=== WORK REQUEST ===
When you have gone through the entries below, state how many lines include the word "carved" and write nothing else.
== DATA PROVIDED ==
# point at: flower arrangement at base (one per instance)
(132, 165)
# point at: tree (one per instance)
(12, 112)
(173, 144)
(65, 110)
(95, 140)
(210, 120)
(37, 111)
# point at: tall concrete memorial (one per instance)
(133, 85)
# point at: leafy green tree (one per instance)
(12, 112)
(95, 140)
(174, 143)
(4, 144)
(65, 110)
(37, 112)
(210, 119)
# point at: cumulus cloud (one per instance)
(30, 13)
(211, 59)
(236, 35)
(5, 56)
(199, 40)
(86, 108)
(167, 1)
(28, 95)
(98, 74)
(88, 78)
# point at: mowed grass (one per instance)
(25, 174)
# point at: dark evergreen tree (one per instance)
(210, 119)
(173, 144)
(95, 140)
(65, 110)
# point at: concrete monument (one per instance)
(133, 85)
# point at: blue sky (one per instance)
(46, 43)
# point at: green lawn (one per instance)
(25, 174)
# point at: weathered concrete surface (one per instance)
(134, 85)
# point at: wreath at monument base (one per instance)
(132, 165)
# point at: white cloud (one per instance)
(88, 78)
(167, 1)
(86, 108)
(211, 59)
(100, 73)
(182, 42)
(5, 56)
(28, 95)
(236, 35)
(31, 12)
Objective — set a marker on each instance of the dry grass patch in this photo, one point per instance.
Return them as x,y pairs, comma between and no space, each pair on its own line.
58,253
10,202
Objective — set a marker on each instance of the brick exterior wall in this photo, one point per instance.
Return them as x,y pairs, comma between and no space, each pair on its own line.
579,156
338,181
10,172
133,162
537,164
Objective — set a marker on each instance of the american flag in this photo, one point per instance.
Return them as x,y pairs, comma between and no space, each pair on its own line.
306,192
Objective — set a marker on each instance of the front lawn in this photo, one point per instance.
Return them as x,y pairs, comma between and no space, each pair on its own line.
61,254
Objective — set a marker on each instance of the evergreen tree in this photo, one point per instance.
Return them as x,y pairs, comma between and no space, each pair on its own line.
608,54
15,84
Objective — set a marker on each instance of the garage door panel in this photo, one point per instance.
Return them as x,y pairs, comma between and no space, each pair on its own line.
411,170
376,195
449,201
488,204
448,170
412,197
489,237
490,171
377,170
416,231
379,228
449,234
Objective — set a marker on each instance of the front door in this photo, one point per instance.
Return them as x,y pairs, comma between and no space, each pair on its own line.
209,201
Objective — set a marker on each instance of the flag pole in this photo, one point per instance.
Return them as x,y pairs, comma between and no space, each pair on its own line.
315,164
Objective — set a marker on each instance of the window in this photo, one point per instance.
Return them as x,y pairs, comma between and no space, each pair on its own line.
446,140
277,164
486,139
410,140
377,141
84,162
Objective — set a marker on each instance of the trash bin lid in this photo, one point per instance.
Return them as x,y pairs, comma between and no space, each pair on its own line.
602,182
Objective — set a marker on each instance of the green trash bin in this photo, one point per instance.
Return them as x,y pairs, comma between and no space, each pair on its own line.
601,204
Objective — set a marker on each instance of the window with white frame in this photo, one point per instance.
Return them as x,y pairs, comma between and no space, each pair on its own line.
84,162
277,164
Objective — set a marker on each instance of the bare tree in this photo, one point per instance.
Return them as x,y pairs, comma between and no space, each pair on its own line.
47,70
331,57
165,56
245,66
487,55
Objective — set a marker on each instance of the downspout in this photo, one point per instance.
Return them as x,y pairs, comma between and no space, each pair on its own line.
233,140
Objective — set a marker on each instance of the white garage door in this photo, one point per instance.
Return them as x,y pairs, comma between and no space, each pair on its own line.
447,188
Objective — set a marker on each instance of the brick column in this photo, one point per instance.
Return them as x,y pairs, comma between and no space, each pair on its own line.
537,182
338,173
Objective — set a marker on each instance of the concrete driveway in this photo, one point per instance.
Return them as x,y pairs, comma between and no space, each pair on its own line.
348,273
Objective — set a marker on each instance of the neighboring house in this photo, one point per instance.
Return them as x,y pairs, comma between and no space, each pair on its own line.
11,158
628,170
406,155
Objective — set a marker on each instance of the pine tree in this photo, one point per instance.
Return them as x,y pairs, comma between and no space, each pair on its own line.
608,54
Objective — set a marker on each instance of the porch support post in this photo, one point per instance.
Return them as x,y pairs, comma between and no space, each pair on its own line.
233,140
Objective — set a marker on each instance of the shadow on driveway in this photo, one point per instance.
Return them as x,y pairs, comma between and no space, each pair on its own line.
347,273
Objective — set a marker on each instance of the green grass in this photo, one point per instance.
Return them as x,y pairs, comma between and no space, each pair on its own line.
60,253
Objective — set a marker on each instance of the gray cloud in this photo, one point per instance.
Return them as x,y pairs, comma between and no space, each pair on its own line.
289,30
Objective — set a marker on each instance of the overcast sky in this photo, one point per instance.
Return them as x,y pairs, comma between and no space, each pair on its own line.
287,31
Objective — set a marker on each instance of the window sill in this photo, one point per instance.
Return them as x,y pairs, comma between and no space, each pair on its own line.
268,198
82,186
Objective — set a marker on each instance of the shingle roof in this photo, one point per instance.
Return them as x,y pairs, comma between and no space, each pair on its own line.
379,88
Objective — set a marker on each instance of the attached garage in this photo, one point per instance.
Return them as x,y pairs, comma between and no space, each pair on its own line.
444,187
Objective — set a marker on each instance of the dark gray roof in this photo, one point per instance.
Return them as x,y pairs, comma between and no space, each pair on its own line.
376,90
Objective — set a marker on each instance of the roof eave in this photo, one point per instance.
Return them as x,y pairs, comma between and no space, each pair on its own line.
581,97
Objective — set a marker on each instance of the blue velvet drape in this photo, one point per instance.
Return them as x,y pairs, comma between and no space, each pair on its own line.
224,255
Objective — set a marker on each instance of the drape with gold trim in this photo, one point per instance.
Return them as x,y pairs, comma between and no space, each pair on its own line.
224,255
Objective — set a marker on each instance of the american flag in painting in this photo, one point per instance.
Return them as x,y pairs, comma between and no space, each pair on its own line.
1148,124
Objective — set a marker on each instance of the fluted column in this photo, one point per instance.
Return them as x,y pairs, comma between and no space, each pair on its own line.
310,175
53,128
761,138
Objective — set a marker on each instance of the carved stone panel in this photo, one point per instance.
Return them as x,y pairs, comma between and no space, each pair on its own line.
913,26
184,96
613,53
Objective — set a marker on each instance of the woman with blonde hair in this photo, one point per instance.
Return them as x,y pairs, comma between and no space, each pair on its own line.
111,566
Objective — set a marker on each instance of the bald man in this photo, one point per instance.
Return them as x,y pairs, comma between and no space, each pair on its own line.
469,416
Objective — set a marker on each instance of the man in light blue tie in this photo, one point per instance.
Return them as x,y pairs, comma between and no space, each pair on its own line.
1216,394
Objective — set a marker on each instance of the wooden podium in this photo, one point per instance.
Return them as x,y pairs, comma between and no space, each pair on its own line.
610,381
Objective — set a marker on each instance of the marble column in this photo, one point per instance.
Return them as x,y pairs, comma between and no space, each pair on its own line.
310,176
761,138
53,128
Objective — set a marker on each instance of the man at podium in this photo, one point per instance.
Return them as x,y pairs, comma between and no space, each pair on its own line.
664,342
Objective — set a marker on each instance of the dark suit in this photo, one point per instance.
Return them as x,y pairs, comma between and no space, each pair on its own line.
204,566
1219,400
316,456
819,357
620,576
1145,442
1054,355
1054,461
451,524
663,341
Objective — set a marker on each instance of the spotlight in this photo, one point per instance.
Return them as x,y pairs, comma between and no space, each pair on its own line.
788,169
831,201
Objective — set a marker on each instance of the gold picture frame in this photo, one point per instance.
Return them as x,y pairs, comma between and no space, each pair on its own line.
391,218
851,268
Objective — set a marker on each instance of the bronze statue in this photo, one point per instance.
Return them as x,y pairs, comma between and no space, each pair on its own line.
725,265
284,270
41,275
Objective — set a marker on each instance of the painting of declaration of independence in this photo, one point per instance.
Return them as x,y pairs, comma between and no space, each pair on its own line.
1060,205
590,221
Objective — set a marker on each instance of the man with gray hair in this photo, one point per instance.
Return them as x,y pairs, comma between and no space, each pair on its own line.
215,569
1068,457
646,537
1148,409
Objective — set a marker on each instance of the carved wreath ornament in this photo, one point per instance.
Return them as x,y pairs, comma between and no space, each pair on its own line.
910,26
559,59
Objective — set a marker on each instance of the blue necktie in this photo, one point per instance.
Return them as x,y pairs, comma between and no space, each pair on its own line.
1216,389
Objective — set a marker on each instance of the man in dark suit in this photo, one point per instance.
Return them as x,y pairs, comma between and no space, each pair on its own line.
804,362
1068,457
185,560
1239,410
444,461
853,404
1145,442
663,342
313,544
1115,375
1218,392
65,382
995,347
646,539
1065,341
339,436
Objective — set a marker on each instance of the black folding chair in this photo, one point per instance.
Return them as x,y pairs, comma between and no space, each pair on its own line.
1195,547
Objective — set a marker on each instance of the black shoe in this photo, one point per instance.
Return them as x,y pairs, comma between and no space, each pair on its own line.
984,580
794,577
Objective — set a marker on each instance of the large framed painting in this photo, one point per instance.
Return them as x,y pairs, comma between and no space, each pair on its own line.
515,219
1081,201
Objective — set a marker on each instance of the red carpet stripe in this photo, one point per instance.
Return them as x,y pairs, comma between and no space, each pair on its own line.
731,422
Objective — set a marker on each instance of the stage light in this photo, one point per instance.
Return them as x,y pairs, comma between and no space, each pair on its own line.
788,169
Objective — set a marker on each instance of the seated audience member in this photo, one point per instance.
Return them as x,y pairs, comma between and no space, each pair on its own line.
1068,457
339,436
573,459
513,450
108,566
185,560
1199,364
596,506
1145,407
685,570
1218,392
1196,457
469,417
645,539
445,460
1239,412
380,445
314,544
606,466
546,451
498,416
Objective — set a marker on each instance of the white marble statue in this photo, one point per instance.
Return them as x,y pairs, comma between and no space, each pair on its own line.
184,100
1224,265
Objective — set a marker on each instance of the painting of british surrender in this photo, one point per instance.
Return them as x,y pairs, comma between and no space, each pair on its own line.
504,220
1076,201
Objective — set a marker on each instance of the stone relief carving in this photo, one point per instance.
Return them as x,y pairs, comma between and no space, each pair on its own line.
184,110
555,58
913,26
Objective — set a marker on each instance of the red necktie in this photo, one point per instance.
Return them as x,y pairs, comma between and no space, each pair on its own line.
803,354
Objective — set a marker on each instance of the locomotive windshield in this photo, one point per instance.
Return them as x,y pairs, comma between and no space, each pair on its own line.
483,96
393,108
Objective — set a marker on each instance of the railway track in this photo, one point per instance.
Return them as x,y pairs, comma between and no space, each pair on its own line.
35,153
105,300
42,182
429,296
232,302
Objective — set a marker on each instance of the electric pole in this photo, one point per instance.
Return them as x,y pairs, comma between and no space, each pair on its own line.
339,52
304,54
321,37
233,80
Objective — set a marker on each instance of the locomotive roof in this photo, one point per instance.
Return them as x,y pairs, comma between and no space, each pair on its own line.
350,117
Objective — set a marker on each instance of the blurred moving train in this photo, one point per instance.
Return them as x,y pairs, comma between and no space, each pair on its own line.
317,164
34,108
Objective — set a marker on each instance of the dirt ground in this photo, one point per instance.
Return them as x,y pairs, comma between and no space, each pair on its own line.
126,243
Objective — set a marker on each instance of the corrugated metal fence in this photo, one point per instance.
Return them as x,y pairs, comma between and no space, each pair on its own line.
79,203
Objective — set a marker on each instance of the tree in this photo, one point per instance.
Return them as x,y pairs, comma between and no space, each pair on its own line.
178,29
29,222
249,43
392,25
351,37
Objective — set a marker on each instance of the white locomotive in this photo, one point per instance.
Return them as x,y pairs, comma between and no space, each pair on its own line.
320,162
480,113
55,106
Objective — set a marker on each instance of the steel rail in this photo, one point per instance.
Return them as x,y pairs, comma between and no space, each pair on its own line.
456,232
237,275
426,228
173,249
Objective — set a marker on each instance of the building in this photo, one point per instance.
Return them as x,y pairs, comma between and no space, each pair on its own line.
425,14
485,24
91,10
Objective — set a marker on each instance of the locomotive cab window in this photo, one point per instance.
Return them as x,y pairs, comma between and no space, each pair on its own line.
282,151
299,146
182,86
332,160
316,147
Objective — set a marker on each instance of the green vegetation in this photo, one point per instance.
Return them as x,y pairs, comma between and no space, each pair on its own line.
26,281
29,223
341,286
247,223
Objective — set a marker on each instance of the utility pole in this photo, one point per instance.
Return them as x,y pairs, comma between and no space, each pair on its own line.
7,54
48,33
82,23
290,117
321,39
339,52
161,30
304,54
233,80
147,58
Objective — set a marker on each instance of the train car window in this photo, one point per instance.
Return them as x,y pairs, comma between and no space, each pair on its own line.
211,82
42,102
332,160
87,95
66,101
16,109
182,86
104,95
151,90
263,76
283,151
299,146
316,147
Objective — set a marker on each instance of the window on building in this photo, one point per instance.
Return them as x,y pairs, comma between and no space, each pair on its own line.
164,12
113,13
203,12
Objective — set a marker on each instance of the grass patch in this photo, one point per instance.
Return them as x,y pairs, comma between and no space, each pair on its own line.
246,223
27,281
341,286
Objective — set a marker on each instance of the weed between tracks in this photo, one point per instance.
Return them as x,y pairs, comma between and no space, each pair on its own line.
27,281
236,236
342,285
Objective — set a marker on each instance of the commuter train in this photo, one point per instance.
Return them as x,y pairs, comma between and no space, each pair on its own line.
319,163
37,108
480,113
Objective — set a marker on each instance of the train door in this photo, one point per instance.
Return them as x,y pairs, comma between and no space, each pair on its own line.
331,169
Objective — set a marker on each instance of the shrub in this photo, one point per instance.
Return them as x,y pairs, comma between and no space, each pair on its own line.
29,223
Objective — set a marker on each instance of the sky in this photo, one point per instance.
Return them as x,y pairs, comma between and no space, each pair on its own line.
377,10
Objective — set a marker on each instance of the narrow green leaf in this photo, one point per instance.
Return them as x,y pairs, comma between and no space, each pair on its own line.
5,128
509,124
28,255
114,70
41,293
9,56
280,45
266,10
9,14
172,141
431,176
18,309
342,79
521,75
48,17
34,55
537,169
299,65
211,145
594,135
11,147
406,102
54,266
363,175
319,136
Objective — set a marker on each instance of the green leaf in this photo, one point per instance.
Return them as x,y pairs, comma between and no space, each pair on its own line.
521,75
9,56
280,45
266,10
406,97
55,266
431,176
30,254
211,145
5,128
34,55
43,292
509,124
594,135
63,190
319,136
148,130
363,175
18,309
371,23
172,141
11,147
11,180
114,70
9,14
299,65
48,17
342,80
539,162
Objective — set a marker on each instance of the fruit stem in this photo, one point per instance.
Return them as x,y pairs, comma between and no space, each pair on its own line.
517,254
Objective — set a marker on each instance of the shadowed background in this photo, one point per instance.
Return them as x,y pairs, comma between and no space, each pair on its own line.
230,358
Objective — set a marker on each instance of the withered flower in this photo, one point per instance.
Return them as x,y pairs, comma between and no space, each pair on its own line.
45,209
===
=== ANSWER FOR THE TASK ===
2